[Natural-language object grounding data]
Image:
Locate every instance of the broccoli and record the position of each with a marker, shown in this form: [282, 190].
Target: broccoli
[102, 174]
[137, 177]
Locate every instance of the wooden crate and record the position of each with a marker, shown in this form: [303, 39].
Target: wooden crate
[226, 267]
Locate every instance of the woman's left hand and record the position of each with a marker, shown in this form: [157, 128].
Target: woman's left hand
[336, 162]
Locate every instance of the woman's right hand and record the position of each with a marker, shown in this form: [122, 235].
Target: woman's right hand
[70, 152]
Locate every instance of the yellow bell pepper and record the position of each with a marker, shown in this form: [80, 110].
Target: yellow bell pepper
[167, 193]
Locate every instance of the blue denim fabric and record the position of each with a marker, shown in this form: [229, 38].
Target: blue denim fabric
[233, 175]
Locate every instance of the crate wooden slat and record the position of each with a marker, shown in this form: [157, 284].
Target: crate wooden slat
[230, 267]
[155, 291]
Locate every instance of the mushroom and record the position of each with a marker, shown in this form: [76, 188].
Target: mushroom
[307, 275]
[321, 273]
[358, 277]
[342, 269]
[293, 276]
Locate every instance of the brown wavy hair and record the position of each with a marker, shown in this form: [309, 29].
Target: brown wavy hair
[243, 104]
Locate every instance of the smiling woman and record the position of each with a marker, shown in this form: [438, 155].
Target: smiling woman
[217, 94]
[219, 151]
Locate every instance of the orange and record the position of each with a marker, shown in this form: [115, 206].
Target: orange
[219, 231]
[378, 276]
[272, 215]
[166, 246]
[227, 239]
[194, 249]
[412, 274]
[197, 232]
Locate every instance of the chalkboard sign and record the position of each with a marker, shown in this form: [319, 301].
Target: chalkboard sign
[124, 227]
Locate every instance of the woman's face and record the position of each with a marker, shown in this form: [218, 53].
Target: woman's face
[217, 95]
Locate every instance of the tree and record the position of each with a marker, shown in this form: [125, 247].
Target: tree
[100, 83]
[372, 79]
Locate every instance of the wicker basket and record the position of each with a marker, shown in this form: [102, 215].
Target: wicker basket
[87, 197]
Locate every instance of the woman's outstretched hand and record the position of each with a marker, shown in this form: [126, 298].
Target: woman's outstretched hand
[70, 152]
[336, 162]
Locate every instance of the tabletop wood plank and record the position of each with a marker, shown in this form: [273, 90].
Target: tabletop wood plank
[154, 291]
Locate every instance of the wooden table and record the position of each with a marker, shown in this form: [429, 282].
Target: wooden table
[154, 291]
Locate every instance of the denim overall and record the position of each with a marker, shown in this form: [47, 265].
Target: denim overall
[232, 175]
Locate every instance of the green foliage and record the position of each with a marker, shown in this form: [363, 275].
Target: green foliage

TASK PROMPT: All of the lines above that carry the string "green" need to be found and copied.

RESULT:
Locate every instance of the green foliage and record the position of each with a marker, shown in this form: [363, 275].
Target: green foliage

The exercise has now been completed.